[Object point labels]
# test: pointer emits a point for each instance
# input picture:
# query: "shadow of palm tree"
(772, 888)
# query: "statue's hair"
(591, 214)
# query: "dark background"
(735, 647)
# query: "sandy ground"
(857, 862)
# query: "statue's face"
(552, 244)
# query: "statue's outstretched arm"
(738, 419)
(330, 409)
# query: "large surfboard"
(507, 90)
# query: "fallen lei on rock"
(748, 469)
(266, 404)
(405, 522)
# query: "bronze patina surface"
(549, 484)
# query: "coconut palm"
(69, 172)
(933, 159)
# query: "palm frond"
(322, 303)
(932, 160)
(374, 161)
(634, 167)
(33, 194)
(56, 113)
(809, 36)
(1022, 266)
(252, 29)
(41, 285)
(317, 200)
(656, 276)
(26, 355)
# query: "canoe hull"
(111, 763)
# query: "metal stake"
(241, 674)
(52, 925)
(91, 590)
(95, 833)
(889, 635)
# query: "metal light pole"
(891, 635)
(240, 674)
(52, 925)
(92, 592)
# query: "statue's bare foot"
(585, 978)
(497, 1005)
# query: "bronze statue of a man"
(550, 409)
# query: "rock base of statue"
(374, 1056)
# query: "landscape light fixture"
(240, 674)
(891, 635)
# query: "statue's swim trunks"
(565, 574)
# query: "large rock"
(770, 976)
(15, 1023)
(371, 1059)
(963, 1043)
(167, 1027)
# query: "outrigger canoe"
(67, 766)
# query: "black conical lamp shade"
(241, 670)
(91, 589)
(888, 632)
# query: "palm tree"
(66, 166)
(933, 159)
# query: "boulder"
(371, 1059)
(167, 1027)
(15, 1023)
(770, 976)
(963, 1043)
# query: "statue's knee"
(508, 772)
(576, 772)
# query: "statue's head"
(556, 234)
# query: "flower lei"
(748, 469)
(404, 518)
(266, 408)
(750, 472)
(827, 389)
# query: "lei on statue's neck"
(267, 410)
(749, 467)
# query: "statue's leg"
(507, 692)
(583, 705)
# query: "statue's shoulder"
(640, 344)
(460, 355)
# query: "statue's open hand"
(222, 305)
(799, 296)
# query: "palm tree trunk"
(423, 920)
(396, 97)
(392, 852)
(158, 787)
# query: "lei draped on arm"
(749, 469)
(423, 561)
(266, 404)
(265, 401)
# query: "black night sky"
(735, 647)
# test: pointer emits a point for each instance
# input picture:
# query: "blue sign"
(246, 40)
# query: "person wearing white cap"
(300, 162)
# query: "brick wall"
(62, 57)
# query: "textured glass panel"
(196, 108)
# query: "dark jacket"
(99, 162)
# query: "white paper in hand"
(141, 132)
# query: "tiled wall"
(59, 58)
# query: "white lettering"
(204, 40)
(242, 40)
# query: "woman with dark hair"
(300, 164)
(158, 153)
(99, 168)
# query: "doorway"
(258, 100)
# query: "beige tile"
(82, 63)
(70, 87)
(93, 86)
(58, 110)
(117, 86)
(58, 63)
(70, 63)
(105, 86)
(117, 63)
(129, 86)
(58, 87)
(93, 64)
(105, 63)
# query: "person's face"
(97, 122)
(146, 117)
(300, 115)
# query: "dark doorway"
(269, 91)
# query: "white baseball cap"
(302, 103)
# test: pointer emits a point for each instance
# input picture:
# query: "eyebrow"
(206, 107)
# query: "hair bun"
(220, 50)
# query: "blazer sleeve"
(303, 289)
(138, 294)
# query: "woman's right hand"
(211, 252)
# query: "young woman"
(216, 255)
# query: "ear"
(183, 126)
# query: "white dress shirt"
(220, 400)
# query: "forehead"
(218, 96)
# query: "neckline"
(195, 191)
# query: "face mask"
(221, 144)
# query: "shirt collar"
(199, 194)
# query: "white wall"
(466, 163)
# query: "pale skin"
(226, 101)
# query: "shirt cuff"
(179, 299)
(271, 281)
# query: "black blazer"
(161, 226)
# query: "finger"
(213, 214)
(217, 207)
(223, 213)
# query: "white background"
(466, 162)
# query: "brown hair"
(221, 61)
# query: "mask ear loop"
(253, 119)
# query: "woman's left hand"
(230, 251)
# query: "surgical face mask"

▶ [Problem]
Repeat every line of the data, exactly and in full.

▶ [Response]
# test: pointer emits a point for each instance
# input picture:
# query: "shadow of palm tree"
(772, 888)
# query: "statue's hair"
(591, 214)
# query: "dark background"
(735, 647)
# query: "sandy ground"
(857, 862)
# query: "statue's face"
(552, 244)
# query: "statue's outstretched arm"
(738, 419)
(330, 409)
# query: "large surfboard"
(507, 90)
# query: "fallen lei on rock"
(748, 469)
(266, 404)
(405, 522)
# query: "bronze patina surface"
(549, 484)
# query: "coconut palm"
(69, 172)
(933, 159)
# query: "palm frond"
(322, 303)
(932, 160)
(374, 161)
(634, 167)
(33, 194)
(56, 113)
(809, 36)
(1022, 266)
(252, 29)
(41, 285)
(317, 200)
(656, 276)
(26, 355)
# query: "canoe hull"
(111, 763)
# query: "metal stake"
(241, 674)
(52, 925)
(91, 590)
(95, 833)
(889, 635)
# query: "metal light pole"
(891, 635)
(240, 674)
(52, 925)
(92, 592)
# query: "statue's bare foot"
(585, 978)
(497, 1005)
# query: "bronze statue of a man"
(550, 409)
# query: "rock base of statue"
(374, 1056)
# query: "landscape light fixture"
(240, 674)
(891, 635)
# query: "statue's swim trunks"
(565, 574)
# query: "large rock"
(770, 976)
(15, 1023)
(371, 1059)
(963, 1043)
(167, 1027)
# query: "outrigger canoe"
(67, 766)
# query: "black conical lamp shade"
(241, 670)
(91, 589)
(888, 632)
# query: "palm tree"
(66, 166)
(933, 159)
# query: "boulder"
(371, 1059)
(167, 1027)
(15, 1023)
(770, 976)
(963, 1043)
# query: "statue's knee"
(508, 772)
(576, 772)
# query: "statue's head"
(556, 234)
# query: "flower lei"
(748, 469)
(404, 518)
(266, 408)
(750, 472)
(827, 389)
# query: "lei on statue's neck"
(267, 410)
(749, 467)
# query: "statue's leg"
(507, 692)
(583, 705)
# query: "statue's shoulder"
(640, 344)
(460, 355)
# query: "statue's open hand"
(222, 305)
(799, 296)
# query: "palm tree trunk"
(423, 920)
(396, 97)
(392, 852)
(158, 787)
# query: "lei draped on arm"
(749, 469)
(423, 561)
(266, 404)
(265, 401)
# query: "black night sky"
(735, 647)
# test: pointer emits a point for each instance
# input picture:
# query: "blue sign"
(246, 40)
# query: "person wearing white cap"
(300, 162)
# query: "brick wall"
(62, 57)
# query: "textured glass panel"
(196, 108)
# query: "dark jacket"
(99, 162)
# query: "white paper in hand"
(141, 132)
# query: "tiled wall"
(59, 58)
# query: "white lettering"
(204, 40)
(242, 40)
# query: "woman with dark hair"
(300, 164)
(158, 153)
(99, 168)
# query: "doorway"
(258, 100)
# query: "beige tile"
(82, 63)
(70, 87)
(93, 86)
(58, 110)
(117, 86)
(58, 63)
(70, 63)
(105, 86)
(117, 63)
(129, 86)
(58, 87)
(93, 64)
(105, 63)
# query: "person's face"
(97, 122)
(146, 117)
(300, 115)
# query: "dark doorway"
(269, 91)
# query: "white baseball cap"
(302, 103)
# test: pointer emits a point for each instance
# input picture:
# query: "eyebrow"
(206, 107)
# query: "hair bun"
(220, 50)
# query: "blazer sleeve"
(303, 289)
(138, 294)
# query: "woman's right hand"
(211, 252)
# query: "young woman"
(216, 255)
# query: "ear"
(183, 126)
# query: "white dress shirt"
(220, 400)
# query: "forehead"
(218, 96)
# query: "neckline"
(195, 191)
# query: "face mask"
(221, 144)
# query: "shirt collar"
(199, 194)
# query: "white wall"
(466, 163)
# query: "pale skin"
(226, 101)
# query: "shirt cuff"
(179, 299)
(271, 281)
# query: "black blazer"
(161, 226)
# query: "finger"
(213, 214)
(217, 207)
(223, 213)
# query: "white background"
(466, 162)
# query: "brown hair"
(221, 61)
# query: "mask ear loop"
(253, 119)
# query: "woman's left hand"
(230, 251)
# query: "surgical face mask"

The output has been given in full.